- _REQUEST_
Replace "canoe" with "kayak" in the items, from the start through the line containing "POLYGON ((445 217, 445", and change nothing else.

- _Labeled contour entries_

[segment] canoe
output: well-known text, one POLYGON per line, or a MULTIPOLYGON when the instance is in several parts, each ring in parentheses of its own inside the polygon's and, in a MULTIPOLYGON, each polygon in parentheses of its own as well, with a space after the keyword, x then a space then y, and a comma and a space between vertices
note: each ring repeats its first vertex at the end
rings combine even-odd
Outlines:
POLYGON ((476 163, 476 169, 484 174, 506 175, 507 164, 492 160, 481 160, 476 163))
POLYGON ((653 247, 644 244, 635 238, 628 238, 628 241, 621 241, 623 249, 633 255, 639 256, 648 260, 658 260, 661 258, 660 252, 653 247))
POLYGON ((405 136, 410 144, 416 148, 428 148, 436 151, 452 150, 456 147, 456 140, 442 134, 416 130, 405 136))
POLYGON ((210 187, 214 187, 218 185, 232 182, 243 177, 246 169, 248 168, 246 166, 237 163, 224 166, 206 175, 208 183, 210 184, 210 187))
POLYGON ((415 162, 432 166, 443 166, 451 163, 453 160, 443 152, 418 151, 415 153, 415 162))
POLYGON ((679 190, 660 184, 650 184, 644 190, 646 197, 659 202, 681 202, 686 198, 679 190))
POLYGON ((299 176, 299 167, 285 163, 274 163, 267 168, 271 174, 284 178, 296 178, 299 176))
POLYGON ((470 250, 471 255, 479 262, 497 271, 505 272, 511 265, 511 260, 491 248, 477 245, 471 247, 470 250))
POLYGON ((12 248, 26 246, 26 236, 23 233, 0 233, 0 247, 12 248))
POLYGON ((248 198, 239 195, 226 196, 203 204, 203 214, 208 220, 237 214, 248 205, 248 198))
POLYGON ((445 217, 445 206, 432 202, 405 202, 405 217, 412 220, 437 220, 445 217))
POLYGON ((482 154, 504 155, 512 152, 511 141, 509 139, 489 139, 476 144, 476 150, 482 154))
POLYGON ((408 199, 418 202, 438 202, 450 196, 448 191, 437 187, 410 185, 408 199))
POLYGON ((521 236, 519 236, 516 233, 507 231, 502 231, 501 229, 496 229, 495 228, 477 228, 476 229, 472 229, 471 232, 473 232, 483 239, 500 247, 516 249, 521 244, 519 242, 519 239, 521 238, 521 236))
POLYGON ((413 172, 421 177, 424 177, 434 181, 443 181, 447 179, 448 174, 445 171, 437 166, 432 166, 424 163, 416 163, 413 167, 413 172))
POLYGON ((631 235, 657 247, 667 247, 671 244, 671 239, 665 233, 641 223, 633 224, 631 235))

- _SOLVED EXERCISE_
[segment] kayak
output: well-known text, one POLYGON per line, or a MULTIPOLYGON when the instance is in several parts, each ring in parentheses of its own inside the polygon's and, in a MULTIPOLYGON, each polygon in parentheses of its own as well, with a space after the keyword, x then a space then y, and a comma and a space between vertices
note: each ring repeats its first vertex at the end
rings combine even-odd
Outlines:
POLYGON ((476 163, 476 169, 484 174, 506 175, 507 164, 492 160, 481 160, 476 163))
POLYGON ((653 247, 644 244, 635 238, 628 238, 628 241, 621 241, 623 249, 633 255, 639 256, 648 260, 658 260, 661 258, 660 252, 653 247))
POLYGON ((405 136, 410 144, 416 148, 428 148, 436 151, 452 150, 456 147, 456 140, 442 134, 416 130, 405 136))
POLYGON ((210 187, 214 187, 218 185, 232 182, 243 177, 246 169, 248 168, 246 166, 237 163, 224 166, 206 175, 208 183, 210 184, 210 187))
POLYGON ((415 162, 432 166, 443 166, 451 163, 453 160, 443 152, 418 151, 415 153, 415 162))
POLYGON ((679 190, 660 184, 650 184, 644 190, 646 197, 659 202, 681 202, 686 198, 679 190))
POLYGON ((299 176, 299 167, 285 163, 274 163, 267 168, 271 174, 284 178, 296 178, 299 176))
POLYGON ((470 250, 471 255, 479 262, 497 271, 505 272, 511 265, 511 260, 491 248, 477 245, 471 247, 470 250))
POLYGON ((12 248, 26 246, 26 236, 23 233, 0 233, 0 247, 12 248))
POLYGON ((248 198, 239 195, 226 196, 203 204, 203 214, 208 220, 237 214, 248 205, 248 198))
POLYGON ((445 217, 445 206, 432 202, 405 202, 405 217, 412 220, 437 220, 445 217))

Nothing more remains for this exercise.